[DIRECTION 1]
Output the passage on z-ROC modeling below word for word, from "In addition to" up to and including "model (Figure 2).".

[TEXT TO READ]
Apart from these proof-of-concept explanations, the present study aimed at fitting the actual z-ROCs to low and high co-occurrence words by the AROM. Predicting z-ROCs from the AMSS of the items involves a modeling challenge well-known in recognition memory research (Gillund and Shiffrin, 1984, p. 16). The overlap between the old and new item signal distributions was too low (cf. AMSS values in Figure 3). A previous MROM-based simulation study solved this by adding noise to the criteria (Jacobs et al., 2003). In contrast, the present AMSS values were transformed into smoothed kernel density functions to obtain an estimate of the (random) signal variability of the otherwise deterministic AMSS values. Thus even “noise” was conceptualized in a fashion allowing the model to remain fully deterministic. Moreover, instead of three free parameters required for z-ROC generation in the MROM (Jacobs et al., 2003), the present study cut this number down to one, the Gaussian smoothing kernel factor κ.

In addition to the z-ROC parameter, two free parameters were necessary for the (old and new item units’) resting levels, and three scaled the excitation from the orthographic word to the associative layer, as well as excitation and inhibition within the associative layer. After fitting these free parameters, the empirically obtained z-ROC slopes and z-scores did not deviate from those predicted by the model (Figure 2).

[DIRECTION 2]
Extract every line of the listing below that contains the word "entrance".

[DATA ENTRIES]
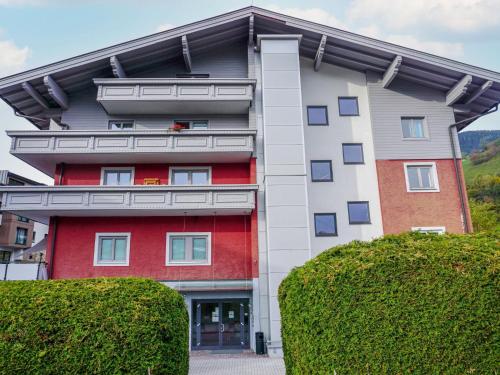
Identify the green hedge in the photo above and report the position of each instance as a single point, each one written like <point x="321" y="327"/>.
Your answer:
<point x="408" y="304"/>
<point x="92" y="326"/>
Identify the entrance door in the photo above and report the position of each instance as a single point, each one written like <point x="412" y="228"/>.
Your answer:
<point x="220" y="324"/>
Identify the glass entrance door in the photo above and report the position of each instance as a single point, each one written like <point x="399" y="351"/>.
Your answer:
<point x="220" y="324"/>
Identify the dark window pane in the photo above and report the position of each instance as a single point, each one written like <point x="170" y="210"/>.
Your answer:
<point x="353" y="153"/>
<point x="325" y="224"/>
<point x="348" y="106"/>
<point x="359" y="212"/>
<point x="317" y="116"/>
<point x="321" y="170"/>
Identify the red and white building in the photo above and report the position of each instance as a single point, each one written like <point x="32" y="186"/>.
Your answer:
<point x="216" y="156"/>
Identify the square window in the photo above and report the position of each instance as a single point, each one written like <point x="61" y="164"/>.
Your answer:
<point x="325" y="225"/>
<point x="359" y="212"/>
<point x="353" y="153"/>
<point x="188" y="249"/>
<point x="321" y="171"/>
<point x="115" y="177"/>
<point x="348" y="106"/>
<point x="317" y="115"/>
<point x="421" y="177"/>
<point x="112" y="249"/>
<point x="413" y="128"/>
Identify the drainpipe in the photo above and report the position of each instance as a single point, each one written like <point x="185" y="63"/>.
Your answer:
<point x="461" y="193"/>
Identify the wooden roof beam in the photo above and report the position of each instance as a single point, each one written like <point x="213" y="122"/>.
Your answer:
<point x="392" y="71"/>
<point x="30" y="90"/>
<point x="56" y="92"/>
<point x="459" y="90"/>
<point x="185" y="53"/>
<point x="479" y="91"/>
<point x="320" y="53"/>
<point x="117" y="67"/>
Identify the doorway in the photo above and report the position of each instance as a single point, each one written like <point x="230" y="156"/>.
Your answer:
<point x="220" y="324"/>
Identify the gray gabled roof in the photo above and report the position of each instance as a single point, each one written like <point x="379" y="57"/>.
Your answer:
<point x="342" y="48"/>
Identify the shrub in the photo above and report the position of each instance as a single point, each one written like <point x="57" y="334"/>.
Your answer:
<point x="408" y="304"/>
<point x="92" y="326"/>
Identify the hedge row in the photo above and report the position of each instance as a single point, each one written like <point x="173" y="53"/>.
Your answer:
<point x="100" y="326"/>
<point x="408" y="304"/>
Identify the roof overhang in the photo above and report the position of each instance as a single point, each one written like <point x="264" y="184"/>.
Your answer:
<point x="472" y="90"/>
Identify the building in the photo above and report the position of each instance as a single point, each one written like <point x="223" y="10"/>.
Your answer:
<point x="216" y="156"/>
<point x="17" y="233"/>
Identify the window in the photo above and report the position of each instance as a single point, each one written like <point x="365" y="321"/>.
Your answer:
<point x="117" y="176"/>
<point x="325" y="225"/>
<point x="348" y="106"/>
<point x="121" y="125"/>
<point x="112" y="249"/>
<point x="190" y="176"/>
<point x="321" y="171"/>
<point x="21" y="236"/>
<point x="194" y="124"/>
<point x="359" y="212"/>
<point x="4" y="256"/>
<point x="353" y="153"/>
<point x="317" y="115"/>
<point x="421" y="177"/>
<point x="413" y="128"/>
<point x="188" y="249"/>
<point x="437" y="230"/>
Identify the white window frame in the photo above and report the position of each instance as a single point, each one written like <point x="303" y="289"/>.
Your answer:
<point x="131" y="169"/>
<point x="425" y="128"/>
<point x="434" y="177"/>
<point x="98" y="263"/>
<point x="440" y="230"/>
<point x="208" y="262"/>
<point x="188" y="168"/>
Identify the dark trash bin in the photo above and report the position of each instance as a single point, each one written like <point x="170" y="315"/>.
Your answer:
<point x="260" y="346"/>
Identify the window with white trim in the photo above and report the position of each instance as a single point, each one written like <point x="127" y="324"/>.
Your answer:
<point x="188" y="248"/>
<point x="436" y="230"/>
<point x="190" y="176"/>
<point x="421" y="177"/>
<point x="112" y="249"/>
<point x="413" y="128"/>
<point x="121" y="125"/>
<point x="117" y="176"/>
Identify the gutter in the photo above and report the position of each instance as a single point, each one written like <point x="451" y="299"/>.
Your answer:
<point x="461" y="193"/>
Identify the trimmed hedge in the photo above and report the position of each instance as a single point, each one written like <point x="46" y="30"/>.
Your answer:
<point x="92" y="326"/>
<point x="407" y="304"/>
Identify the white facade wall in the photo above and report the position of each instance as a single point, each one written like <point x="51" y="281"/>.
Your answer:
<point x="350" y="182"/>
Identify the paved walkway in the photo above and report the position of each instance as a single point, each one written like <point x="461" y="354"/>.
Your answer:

[OUTPUT 1]
In addition to the z-ROC parameter, two free parameters were necessary for the (old and new item units’) resting levels, and three scaled the excitation from the orthographic word to the associative layer, as well as excitation and inhibition within the associative layer. After fitting these free parameters, the empirically obtained z-ROC slopes and z-scores did not deviate from those predicted by the model (Figure 2).

[OUTPUT 2]
Identify the entrance door in the photo above and report the position of each instance as a single point, each one written like <point x="412" y="228"/>.
Identify the glass entrance door in the photo above and report the position of each instance as a single point, each one written like <point x="399" y="351"/>.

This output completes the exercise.